**TASK TO COMPLETE**
Gather each line from the rows below that contains the word "jacket", and copy those lines in full.

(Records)
begin

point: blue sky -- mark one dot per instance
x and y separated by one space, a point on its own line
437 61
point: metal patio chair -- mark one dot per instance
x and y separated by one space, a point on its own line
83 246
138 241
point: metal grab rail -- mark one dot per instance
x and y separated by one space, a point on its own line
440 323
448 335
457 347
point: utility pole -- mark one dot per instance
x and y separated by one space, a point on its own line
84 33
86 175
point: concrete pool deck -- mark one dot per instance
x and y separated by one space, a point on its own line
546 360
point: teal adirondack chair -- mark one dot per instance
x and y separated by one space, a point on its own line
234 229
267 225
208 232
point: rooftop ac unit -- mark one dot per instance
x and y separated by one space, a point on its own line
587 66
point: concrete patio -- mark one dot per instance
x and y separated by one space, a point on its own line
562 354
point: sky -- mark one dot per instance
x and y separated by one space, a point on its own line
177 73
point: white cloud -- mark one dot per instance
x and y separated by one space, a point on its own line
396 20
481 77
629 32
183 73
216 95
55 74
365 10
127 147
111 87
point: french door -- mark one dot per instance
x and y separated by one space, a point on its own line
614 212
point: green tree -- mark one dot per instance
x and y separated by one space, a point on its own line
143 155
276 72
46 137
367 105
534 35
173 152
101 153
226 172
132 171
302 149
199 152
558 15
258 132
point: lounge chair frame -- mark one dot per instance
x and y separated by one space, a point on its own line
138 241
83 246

end
begin

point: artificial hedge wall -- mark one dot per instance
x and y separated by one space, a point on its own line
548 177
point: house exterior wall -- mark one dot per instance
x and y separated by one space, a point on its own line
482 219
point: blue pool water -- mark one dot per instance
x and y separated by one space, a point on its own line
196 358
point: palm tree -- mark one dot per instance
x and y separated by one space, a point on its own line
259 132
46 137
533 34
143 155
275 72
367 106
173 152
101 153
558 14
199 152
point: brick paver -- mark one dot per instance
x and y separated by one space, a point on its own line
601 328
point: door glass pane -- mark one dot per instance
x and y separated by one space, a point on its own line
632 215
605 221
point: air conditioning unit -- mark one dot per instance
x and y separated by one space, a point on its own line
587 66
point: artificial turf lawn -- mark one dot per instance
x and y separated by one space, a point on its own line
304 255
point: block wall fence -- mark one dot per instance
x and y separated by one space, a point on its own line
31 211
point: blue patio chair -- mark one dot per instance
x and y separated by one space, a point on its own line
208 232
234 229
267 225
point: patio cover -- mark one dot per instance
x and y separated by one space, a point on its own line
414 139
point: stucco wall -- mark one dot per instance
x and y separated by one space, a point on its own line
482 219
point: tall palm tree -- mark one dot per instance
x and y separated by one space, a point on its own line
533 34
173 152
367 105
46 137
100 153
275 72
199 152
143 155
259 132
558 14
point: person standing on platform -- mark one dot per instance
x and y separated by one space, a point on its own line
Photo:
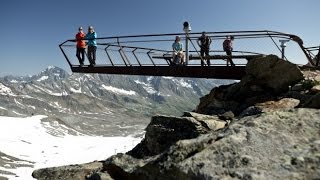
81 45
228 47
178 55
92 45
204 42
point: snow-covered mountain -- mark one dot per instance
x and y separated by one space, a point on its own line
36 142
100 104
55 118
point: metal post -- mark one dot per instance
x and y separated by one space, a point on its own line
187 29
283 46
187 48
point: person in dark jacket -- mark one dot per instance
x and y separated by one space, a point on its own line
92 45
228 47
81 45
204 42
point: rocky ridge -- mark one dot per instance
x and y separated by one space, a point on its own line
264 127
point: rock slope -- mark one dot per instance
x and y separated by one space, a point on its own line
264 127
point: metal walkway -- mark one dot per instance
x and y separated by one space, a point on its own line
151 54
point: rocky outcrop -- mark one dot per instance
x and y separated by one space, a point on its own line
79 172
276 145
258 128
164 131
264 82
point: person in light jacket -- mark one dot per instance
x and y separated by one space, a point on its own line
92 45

end
begin

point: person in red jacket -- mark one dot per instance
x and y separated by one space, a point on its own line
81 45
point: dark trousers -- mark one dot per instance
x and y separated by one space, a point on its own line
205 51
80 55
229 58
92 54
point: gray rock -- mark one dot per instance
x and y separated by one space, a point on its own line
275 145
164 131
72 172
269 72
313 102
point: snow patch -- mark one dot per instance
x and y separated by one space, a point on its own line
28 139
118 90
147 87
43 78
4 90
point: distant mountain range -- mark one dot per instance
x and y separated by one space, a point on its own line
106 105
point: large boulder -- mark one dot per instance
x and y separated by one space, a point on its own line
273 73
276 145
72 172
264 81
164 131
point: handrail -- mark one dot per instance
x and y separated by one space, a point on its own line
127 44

end

**EXERCISE RESULT**
point: person in dark jacket -- mark one dot per instance
point: person in light jacket -- mark one dot per instance
point: person in red jacket -- mark one dot per instance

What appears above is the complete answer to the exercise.